[BEGIN Given records]

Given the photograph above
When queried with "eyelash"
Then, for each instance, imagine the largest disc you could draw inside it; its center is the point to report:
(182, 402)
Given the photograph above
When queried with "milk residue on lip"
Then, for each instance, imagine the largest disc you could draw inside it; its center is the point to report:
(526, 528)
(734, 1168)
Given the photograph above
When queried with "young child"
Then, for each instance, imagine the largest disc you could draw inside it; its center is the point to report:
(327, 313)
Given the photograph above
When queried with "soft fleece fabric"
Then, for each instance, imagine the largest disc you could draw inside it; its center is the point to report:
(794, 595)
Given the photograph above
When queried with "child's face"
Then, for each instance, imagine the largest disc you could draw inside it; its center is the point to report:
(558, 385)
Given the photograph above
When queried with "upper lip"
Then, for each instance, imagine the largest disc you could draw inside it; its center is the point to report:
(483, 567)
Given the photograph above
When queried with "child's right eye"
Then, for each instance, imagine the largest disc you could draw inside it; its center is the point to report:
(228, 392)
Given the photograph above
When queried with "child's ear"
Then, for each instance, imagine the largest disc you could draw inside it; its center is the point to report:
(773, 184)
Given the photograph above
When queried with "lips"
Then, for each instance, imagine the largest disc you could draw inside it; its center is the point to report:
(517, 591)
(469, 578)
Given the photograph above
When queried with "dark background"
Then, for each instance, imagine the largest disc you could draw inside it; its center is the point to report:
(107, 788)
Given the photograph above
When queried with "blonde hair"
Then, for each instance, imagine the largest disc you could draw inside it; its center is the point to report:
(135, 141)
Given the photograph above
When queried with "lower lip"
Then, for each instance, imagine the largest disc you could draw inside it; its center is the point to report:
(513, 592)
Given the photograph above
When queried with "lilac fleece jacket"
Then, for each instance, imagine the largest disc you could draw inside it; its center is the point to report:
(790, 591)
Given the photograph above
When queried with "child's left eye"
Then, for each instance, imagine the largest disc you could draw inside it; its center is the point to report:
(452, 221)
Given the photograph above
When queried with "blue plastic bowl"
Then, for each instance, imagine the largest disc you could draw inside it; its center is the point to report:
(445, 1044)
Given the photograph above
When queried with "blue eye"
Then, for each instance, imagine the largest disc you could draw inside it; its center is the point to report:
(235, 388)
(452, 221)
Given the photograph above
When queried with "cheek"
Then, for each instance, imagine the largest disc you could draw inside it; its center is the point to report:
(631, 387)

[END Given records]

» **Stated problem**:
Restate the data above word for word.

» **Exercise output**:
Given the photograph above
When queried with "eyelash"
Then, for each instance, imagine the largest disc you could draw inside it; its center is the point to report:
(182, 402)
Given the photograph above
When queried with "milk residue on lip"
Then, for each instance, imagine the largest disc you could draw inside it; its center is the point to report:
(526, 528)
(734, 1168)
Given the photograph above
When queried with "young child"
Then, for each instance, imagine the largest disc you could draw inside it; its center is the point to report:
(327, 313)
Given the photograph above
When queried with "soft fleece fabric"
Then, for each instance, imagine the largest disc you could draw inside it; its center is the point to report:
(794, 595)
Given the photograph above
When queried with "child's face"
Then, for each instance, imagine the largest disc you could draw inside it; its center is the point to report:
(558, 385)
Given the photograph above
When queried with "upper lip"
Then, for each instance, imagine the largest disc you could draw inside it; its center is the point to report:
(483, 567)
Given the photograph above
When queried with "child's right eye"
Then, for each instance, imagine the largest disc you could draw inside it; its center is the point to report:
(228, 392)
Given the photograph above
When queried with "child's ear"
Then, for each instance, imagine the largest disc you could draw inside it; its center is the point to report:
(773, 184)
Given the photograph above
When queried with "lips"
Then, for each instance, imagine the largest disc you could draw inside it; its center is the point to report:
(517, 591)
(469, 578)
Given the photograph above
When queried with "dark background"
Then, for each instance, imagine the largest disc you could draw inside it; its center is the point to report:
(107, 788)
Given the photograph above
When queried with "blonde hair"
Then, for each instance, imagine the largest disc you could draw inside it; its center is the point to report:
(135, 141)
Given the photograph above
When queried with "lower lip"
Then, for each instance, imagine the largest disc you could draw inside it; its center is the point to report:
(513, 592)
Given the photograph above
When queried with "lilac fleece jacket"
Then, for each instance, imagine the largest disc you could draw inside it; its center is the point to report:
(790, 591)
Given the photograph above
When queried with "child's left eye"
Then, for each instance, imagine the largest disc you could draw inside it; its center is the point to report:
(452, 221)
Given the photograph above
When queried with "blue plastic bowl"
Then, for each instance, imagine the largest disc you could draw inside it; its center is the point to report:
(445, 1044)
Given the photograph above
When queried with "blue eye"
Then, for each instance, imagine the largest disc you could draw inside it; its center is the point to report:
(235, 388)
(452, 221)
Given the photograph above
When queried with "cheek"
Then, for each instance, imagine the largest disc you could draw inside it; its center is the point to report:
(631, 387)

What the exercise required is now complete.